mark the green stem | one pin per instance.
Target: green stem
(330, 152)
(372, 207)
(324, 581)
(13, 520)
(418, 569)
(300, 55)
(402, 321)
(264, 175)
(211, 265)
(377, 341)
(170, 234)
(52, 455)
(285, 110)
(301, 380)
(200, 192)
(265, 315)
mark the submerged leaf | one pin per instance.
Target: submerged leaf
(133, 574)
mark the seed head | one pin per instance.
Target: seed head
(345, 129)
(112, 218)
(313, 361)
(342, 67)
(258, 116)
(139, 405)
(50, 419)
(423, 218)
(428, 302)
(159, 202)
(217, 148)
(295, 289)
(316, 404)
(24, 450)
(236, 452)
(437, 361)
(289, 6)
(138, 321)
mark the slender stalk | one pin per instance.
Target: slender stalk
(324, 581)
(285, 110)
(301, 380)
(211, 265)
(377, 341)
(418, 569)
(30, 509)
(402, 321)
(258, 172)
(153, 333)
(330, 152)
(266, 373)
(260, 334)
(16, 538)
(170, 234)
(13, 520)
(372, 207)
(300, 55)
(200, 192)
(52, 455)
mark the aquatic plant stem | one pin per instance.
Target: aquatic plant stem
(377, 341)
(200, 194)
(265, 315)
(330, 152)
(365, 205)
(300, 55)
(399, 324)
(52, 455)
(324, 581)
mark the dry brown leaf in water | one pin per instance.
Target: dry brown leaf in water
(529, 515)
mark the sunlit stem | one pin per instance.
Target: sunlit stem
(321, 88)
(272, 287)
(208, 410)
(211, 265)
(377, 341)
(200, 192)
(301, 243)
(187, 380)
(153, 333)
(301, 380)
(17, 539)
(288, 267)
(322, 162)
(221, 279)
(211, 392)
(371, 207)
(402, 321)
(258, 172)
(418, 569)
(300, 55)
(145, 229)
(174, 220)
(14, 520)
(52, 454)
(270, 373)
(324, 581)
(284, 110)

What you need to do | What number of lines in the listing contain the word "mark"? Supply the number with no accompanying text.

Written solution | 7